| Selected passage |
Good morning. Before moving on to our prepared comments and Q&A, I'd like to remind listeners that this call will contain forward-looking statements within the meaning of applicable securities laws, and will also include non-GAAP financial measures. A detailed disclaimer related to our forward-looking statements is included in our press release which has been filed with the SEC and is available on our website at weatherford.com or upon request. Similarly a reconciliation of excluded items and non-GAAP financial measures is also included in our press release and on our website.
The company is reporting our fourth quarter results on a pre-tax basis due to the following factors: One, management has concluded that the company has not remediated its previously disclosed material weakness in internal controls over financial reporting for income taxes relating to current taxes payable, certain deferred tax assets and liabilities, reserves for uncertain tax positions, and current and deferred income tax expense.

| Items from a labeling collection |
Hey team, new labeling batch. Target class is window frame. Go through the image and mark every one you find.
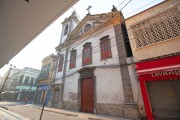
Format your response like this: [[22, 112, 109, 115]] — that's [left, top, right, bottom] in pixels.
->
[[99, 35, 112, 60], [69, 50, 77, 69], [64, 24, 69, 36], [58, 55, 64, 72], [82, 42, 92, 66]]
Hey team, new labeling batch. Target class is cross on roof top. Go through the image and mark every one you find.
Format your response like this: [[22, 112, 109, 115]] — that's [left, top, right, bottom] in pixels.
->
[[86, 5, 92, 14]]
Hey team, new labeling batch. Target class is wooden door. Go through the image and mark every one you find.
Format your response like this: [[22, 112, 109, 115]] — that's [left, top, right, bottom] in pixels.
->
[[81, 78, 94, 113], [53, 90, 60, 108]]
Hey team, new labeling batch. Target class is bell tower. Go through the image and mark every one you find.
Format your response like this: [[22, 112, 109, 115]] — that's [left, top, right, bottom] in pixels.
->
[[60, 11, 80, 44]]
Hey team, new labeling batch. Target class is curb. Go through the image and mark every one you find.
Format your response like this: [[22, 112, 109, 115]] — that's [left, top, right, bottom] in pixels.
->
[[0, 108, 30, 120]]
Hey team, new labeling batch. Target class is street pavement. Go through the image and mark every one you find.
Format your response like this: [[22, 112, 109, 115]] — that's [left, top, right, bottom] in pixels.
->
[[0, 107, 30, 120], [0, 102, 128, 120]]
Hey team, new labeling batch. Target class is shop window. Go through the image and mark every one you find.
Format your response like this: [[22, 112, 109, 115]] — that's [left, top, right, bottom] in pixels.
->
[[82, 43, 92, 66], [30, 77, 34, 86], [23, 76, 29, 86], [69, 50, 76, 68], [100, 35, 112, 60], [58, 55, 64, 72], [18, 75, 24, 85]]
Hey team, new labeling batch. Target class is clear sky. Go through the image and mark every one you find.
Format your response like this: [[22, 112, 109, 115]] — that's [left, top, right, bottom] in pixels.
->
[[0, 0, 164, 76]]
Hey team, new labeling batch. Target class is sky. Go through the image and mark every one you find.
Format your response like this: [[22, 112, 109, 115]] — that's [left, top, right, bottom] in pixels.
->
[[0, 0, 164, 76]]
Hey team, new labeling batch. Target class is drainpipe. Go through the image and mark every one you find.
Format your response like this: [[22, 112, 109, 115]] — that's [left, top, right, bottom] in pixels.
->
[[60, 48, 69, 108]]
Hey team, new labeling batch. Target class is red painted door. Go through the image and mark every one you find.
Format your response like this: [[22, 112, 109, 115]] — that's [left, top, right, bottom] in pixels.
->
[[81, 78, 94, 113]]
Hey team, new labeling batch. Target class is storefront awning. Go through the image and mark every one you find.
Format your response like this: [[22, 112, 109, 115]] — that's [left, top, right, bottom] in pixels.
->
[[136, 55, 180, 81]]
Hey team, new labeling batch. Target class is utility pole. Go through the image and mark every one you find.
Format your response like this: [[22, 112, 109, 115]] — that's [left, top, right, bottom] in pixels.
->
[[0, 65, 12, 95], [39, 60, 54, 120]]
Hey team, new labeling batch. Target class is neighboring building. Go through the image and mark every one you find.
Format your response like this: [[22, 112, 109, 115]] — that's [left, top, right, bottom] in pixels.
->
[[2, 68, 20, 101], [0, 76, 4, 93], [126, 0, 180, 120], [14, 67, 40, 102], [35, 54, 57, 105], [48, 7, 139, 119]]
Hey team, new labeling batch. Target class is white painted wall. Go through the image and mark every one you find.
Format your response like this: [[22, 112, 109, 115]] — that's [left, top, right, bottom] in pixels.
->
[[61, 22, 70, 43], [66, 27, 119, 75], [94, 68, 124, 104]]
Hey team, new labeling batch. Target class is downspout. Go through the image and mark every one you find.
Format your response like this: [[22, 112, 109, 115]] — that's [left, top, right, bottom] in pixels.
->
[[60, 48, 69, 108]]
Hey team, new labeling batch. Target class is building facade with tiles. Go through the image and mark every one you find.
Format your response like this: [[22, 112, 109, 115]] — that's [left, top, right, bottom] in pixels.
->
[[49, 8, 139, 119], [126, 0, 180, 120]]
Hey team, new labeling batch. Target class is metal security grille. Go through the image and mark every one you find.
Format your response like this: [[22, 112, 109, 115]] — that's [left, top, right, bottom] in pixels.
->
[[146, 80, 180, 120], [131, 7, 180, 48]]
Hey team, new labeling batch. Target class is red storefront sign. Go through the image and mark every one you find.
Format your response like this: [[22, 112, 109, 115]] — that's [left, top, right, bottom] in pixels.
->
[[136, 55, 180, 120]]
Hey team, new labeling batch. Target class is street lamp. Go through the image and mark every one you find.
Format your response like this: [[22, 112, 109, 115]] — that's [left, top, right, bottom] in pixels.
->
[[0, 64, 16, 95]]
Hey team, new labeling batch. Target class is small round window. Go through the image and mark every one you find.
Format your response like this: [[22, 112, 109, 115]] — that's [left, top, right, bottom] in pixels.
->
[[84, 24, 91, 32]]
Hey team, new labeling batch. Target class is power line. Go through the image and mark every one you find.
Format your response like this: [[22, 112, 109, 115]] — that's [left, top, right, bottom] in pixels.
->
[[57, 0, 178, 63], [116, 0, 126, 8], [120, 0, 132, 11], [124, 0, 157, 16]]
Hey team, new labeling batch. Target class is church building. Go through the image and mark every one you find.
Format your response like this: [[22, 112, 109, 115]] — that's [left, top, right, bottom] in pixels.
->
[[48, 6, 139, 119]]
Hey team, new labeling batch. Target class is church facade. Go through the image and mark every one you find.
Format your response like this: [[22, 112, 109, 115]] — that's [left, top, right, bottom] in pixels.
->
[[49, 8, 139, 119]]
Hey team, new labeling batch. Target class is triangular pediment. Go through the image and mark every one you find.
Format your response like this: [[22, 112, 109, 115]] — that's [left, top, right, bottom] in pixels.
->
[[56, 11, 123, 50], [71, 12, 112, 37]]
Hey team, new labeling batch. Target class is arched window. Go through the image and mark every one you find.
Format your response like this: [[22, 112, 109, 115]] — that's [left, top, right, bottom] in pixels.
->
[[84, 24, 91, 32], [58, 55, 64, 72], [82, 43, 92, 66], [100, 35, 112, 60], [69, 50, 76, 68]]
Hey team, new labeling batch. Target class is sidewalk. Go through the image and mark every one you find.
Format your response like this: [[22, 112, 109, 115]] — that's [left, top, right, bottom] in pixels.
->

| Challenges |
[A] List every income tax item that the earnings call remarks name as part of the unremediated material weakness in internal controls.
[B] Write the next part of the earnings call remarks, picking up after their final sentence.

| Exercise answers |
[A]
- current taxes payable
- certain deferred tax assets and liabilities
- reserves for uncertain tax positions
- current and deferred income tax expense

[B]
Second, as a result of the continued material weakness over the accounting for income taxes, significant incremental work has been performed by Weatherford employees and external advisors during 2011 and early 2012, which management expects to result in roughly $225 million to $250 million of aggregate net adjustments to previously reported financial results for the years 2010 and prior relating to the correction of errors identified with respect to the company's accounting for income taxes.
Of this total amount, we currently estimate that roughly two-thirds is attributable to fiscal years ending on or prior to December 31, 2008, although management's analysis is not complete. None of the adjustments is expected to affect the company's historically reported net debt balances.
Based upon additional analysis and other post-closing procedures, designed to ensure that the company's consolidated financial statements will be presented in accordance with GAAP, the company believes the review of the company's historical tax accounts has been comprehensive and that the process undertaken has been thorough.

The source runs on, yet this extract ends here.